[Your task] Copy the listing below word for word, keeping every line as it appears.

(Records of point placements)
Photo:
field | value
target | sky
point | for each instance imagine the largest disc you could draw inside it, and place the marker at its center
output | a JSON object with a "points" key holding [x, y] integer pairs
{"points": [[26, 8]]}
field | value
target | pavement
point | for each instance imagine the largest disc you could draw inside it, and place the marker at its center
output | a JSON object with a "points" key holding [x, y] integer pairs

[The result]
Photo:
field | value
target | sky
point | for each instance imagine the largest disc you could draw inside it, and place the marker at its center
output | a JSON object with a "points" key holding [x, y] integer pairs
{"points": [[26, 8]]}
field | value
target | pavement
point | for each instance imagine the largest disc you could draw inside it, and place the marker at its center
output | a JSON object with a "points" key holding [x, y] integer pairs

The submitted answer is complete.